■ INSTRUCTIONS TO FOLLOW ■
Each line below is to be written out in full, exactly as shown.

■ SUPPLIED RECORDS ■
<<<<

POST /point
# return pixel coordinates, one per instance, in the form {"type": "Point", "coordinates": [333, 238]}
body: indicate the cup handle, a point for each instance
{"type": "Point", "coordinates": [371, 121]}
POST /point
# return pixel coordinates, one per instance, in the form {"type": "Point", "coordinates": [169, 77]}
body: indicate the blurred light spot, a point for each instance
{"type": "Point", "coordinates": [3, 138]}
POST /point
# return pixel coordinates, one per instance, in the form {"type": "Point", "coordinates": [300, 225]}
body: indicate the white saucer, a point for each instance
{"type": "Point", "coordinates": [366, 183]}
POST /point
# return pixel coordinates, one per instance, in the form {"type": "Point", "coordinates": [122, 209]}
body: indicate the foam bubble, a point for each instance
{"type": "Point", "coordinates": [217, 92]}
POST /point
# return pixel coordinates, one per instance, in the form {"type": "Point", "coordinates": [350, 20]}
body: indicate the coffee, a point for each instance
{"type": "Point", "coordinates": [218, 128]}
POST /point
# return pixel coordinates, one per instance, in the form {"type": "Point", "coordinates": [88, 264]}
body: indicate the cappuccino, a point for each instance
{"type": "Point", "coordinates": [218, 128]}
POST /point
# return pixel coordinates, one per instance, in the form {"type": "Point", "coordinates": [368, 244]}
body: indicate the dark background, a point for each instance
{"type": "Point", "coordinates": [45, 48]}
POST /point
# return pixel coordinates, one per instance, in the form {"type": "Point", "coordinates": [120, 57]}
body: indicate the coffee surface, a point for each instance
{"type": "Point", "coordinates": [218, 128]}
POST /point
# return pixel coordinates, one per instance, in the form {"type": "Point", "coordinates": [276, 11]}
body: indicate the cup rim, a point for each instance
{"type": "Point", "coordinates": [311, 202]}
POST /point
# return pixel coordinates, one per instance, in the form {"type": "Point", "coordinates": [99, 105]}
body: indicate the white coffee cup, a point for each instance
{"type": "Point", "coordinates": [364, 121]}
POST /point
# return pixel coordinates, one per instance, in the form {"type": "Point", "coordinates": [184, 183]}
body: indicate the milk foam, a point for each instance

>>>>

■ EXERCISE SOLUTION ■
POST /point
# return pixel coordinates, one per instance, in the form {"type": "Point", "coordinates": [333, 238]}
body: indicate the cup handle, a point for each instance
{"type": "Point", "coordinates": [371, 121]}
POST /point
# return pixel coordinates, one per instance, in the form {"type": "Point", "coordinates": [169, 77]}
body: indicate the blurred light spot, a point for each instance
{"type": "Point", "coordinates": [3, 138]}
POST /point
# return pixel coordinates, one per instance, in the form {"type": "Point", "coordinates": [300, 225]}
body: indicate the white saucer, a point for each instance
{"type": "Point", "coordinates": [366, 183]}
POST /point
# return pixel coordinates, one per instance, in the form {"type": "Point", "coordinates": [122, 209]}
body: indicate the foam bubble, a point for each instance
{"type": "Point", "coordinates": [217, 92]}
POST /point
# return pixel coordinates, one per instance, in the form {"type": "Point", "coordinates": [350, 20]}
body: indicate the coffee, a point for each instance
{"type": "Point", "coordinates": [218, 128]}
POST /point
# return pixel coordinates, one per instance, in the form {"type": "Point", "coordinates": [88, 264]}
body: indicate the cappuccino, a point for each instance
{"type": "Point", "coordinates": [218, 128]}
POST /point
# return pixel coordinates, one per instance, in the form {"type": "Point", "coordinates": [368, 244]}
body: indicate the dark background, a point for each instance
{"type": "Point", "coordinates": [45, 48]}
POST /point
# return pixel coordinates, one per instance, in the form {"type": "Point", "coordinates": [120, 57]}
body: indicate the coffee surface, a point for each instance
{"type": "Point", "coordinates": [218, 128]}
POST /point
# return pixel coordinates, one per instance, in the form {"type": "Point", "coordinates": [276, 11]}
body: indicate the cup rim, a point for each instance
{"type": "Point", "coordinates": [311, 202]}
POST /point
# return pixel coordinates, one per instance, in the form {"type": "Point", "coordinates": [99, 105]}
body: indicate the white coffee cup, a point for each instance
{"type": "Point", "coordinates": [364, 121]}
POST /point
# return pixel coordinates, one per instance, in the form {"type": "Point", "coordinates": [184, 183]}
body: indicate the milk foam, a point for each instance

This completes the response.